▸ Verilen Metin:
***

1-Murat TAŞKIN (BİZDEN SÖYLEMESİ)

1-Murat TAŞKIN (BİZDEN SÖYLEMESİ)

AK parti'de adaylık istemenin anlamsızlığı...

AK Parti’de Belediye Başkan aday adaylığı için müracaat etme süresi bugün doluyor.
Belediye başkan adayı olmak isteyenler bugün mesai saati sonuna kadar müracaat etmek zorunda.
Eğer, müracaatta bulunacak isimler arasında il ve ilçe başkan ve yöneticileri gibi parti görevinde bulunanlar varsa, önce görevlerinden istifa edecek, ardından da başvurularını yapacaklar.

***

▸ Sağlanan Girdiler:
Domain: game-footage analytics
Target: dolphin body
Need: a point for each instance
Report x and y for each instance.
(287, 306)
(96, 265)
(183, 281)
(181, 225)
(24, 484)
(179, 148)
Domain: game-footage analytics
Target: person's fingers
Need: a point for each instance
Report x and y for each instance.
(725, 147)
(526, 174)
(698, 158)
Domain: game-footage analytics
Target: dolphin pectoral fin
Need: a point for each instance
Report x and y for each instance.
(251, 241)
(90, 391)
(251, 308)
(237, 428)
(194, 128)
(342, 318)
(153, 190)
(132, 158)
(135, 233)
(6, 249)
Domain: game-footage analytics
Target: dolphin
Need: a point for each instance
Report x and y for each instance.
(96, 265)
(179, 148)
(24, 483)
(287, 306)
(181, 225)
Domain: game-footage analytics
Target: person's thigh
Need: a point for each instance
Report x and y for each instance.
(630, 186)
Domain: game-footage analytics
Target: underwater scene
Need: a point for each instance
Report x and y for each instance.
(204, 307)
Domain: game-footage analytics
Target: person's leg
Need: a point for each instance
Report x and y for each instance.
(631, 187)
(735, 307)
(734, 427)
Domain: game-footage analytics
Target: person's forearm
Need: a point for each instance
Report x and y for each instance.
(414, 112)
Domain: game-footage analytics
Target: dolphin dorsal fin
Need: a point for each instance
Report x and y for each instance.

***

▸ Hedefler:
**1)** Lütfen verilen metne göre şu soruları yanıtlayın:
(a) AK Parti'de belediye başkan aday adaylığı için müracaat süresi ne zaman doluyor?
(b) Metinde parti görevinde bulunanlara örnek olarak kimler sayılıyor?
(c) Parti görevinde bulunanlar başvuru yapmadan önce ne yapmak zorunda?
**2)** Girdilerde "person" kelimesini içeren kaç satır olduğunu belirtin; yalnızca sayıyı yazın.
Metin ile girdiler arasında herhangi bir bağlantı yoktur.

▸ Görevlerin Çözümleri:
**1)**
(a) Bugün, mesai saati sonuna kadar.
(b) İl ve ilçe başkanları ile yöneticileri.
(c) Görevlerinden istifa etmek zorundalar.

**2)** 4